-- start of Quoted passage --

Limit number of parallel jobs in bash [duplicate] - linux

This question already has answers here:
Bash: limit the number of concurrent jobs? [duplicate]
(14 answers)
Closed 1 year ago.
I want to read links from file, which is passed by argument, and download content from each.
How can I do it in parallel with 20 processes?
I understand how to do it with an unlimited number of processes:
#!/bin/bash
filename="$1"
mkdir -p saved
while read -r line; do
url="$line"
name_download_file_sha="$(echo $url | sha256sum | awk '{print $1}').jpeg"
curl -L $url > saved/$name_download_file_sha &
done < "$filename"
wait

You can add this test :
until [ "$( jobs -lr 2>&1 | wc -l)" -lt 20 ]; do
sleep 1
done
This will maintain maximum 21 instance of curl in parallel .
And wait until you reach 19 or a lower value to start another one .
If you are using GNU sleep , you can do sleep 0.5 , to optimize the wait time
So you code will be
#!/bin/bash
filename="$1"

-- end of Quoted passage --
-- start of Rows --

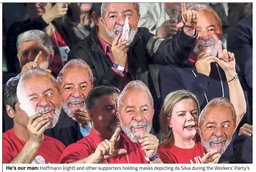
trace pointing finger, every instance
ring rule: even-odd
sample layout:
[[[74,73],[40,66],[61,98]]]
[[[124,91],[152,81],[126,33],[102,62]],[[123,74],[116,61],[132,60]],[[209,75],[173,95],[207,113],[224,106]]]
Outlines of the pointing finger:
[[[117,139],[118,137],[120,134],[121,130],[119,128],[116,128],[116,131],[115,131],[114,134],[112,136],[111,138],[110,138],[110,141],[112,142],[115,142]]]

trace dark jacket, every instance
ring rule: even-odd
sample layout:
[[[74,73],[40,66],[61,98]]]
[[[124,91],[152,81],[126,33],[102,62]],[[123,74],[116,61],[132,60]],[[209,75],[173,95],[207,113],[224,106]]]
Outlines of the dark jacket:
[[[93,27],[91,34],[71,50],[68,60],[80,58],[88,64],[93,74],[94,87],[105,85],[119,88],[122,77],[111,69],[113,63],[103,50],[97,29],[97,27]],[[141,27],[129,46],[127,76],[130,80],[141,80],[150,90],[154,100],[155,114],[157,114],[153,119],[153,127],[157,133],[159,130],[158,109],[160,105],[156,93],[159,87],[158,79],[154,78],[155,75],[149,72],[149,64],[166,65],[182,63],[189,56],[196,41],[196,37],[187,36],[183,30],[173,39],[163,40],[150,34],[148,28]]]
[[[170,92],[180,89],[189,90],[194,93],[198,98],[200,104],[200,109],[202,109],[207,104],[207,102],[216,97],[222,97],[222,89],[220,81],[220,77],[222,81],[224,97],[230,99],[229,89],[226,82],[224,71],[217,63],[211,64],[211,73],[207,77],[204,74],[197,73],[196,68],[189,66],[170,65],[162,67],[159,73],[159,85],[163,101],[166,96]],[[236,66],[237,72],[240,70],[238,66]],[[194,73],[196,74],[196,77]],[[240,80],[241,84],[243,82]],[[238,127],[238,130],[246,121],[249,114],[249,108],[248,105],[248,92],[244,91],[246,103],[246,113],[244,115]],[[249,111],[249,112],[248,112]],[[235,138],[236,133],[233,135],[233,140]],[[229,161],[233,155],[233,145],[230,144],[225,153],[221,156],[219,163]]]
[[[51,23],[70,49],[80,40],[71,28],[60,25],[54,21]],[[48,26],[48,24],[44,21],[41,16],[33,20],[29,18],[21,22],[15,22],[11,26],[6,35],[6,49],[4,51],[8,73],[20,73],[21,70],[20,62],[17,57],[16,44],[18,35],[31,30],[44,31]],[[54,52],[59,53],[57,50],[54,50]]]

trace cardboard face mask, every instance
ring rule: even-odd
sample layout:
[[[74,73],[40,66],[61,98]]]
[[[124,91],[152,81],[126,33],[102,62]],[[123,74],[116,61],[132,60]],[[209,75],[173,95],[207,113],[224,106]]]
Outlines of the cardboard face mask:
[[[27,103],[24,104],[20,104],[20,107],[27,114],[27,116],[30,118],[36,113],[36,112],[33,109],[31,104],[29,102],[27,102]]]
[[[130,34],[130,27],[129,23],[128,20],[128,17],[126,17],[125,19],[125,23],[122,28],[122,37],[121,37],[120,42],[124,40],[128,40],[129,39],[129,34]],[[127,44],[126,44],[127,45]]]

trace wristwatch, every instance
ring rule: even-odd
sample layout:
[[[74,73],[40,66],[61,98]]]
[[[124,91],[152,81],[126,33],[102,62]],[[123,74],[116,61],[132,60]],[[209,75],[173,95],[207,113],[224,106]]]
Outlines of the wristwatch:
[[[154,160],[155,160],[156,159],[157,159],[158,157],[158,154],[157,152],[157,154],[155,154],[155,156],[154,156],[153,157],[148,157],[146,156],[145,156],[145,159],[146,160],[147,160],[148,161],[153,161]]]

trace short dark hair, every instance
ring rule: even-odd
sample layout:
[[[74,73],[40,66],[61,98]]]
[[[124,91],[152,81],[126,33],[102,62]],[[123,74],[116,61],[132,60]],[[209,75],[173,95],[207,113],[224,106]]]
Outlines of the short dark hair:
[[[15,104],[18,102],[17,97],[18,84],[18,79],[13,78],[6,85],[4,93],[4,105],[6,106],[9,105],[15,111],[16,111]]]
[[[98,17],[101,16],[101,5],[102,3],[93,3],[92,8],[91,9],[91,16],[93,12],[95,12]]]
[[[99,86],[92,89],[86,99],[85,103],[87,109],[93,109],[97,106],[97,99],[105,95],[113,93],[120,94],[119,89],[113,87]]]

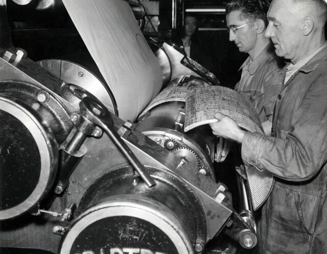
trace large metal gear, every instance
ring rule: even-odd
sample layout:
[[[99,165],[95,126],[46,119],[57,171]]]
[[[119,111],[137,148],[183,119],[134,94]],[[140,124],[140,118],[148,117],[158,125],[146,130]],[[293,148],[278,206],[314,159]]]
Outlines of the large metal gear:
[[[165,141],[164,147],[169,151],[173,151],[177,147],[177,142],[174,138],[168,138]]]
[[[184,147],[177,147],[171,151],[175,156],[180,158],[184,163],[192,169],[197,170],[199,160],[195,152],[192,149]]]

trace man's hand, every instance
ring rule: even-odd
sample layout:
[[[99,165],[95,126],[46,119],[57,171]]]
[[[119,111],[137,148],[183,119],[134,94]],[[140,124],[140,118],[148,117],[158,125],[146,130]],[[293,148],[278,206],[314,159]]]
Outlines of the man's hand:
[[[193,86],[194,87],[205,87],[206,86],[211,86],[211,85],[206,83],[203,80],[199,79],[193,79],[189,81],[184,86]]]
[[[219,112],[216,112],[215,118],[218,122],[209,124],[213,130],[213,133],[242,143],[245,131],[240,128],[236,122],[228,116]]]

-- end of Rows --

## Task set
- A) Pick out every line of the records that contains the string "finger", matching its case exactly.
- B) Carry on the thread on limiting parallel jobs in bash from its last line.
The thread on limiting parallel jobs in bash and the records are unrelated material.

## Results of the exercise
- A)
trace pointing finger, every instance
Outlines of the pointing finger:

- B)
mkdir -p saved
while read -r line; do
until [ "$( jobs -lr 2>&1 | wc -l)" -lt 20 ]; do
sleep 1
done
url="$line"
name_download_file_sha="$(echo $url | sha256sum | awk '{print $1}').jpeg"
curl -L $url > saved/$name_download_file_sha &
done < "$filename"
wait

xargs -P is the simple solution. It gets somewhat more complicated when you want to save to separate files, but you can use sh -c to add this bit.
: ${processes:=20}
< $filename xargs -P $processes -I% sh -c '
line="$1"
url_file="$line"
name_download_file_sha="$(echo $url_file | sha256sum | awk "{print \$1}").jpeg"
curl -L $url > saved/$name_download_file_sha
' -- %
Based on triplee's suggestions, I've lower-cased the environment variable and changed its name to 'processes' to be more correct.
I've also made the suggested corrections to the awk script to avoid quoting issues.
You may still find it easier to replace the awk script with cut -f1, but you'll need to specify the cut delimeter if it's spaces (not tabs).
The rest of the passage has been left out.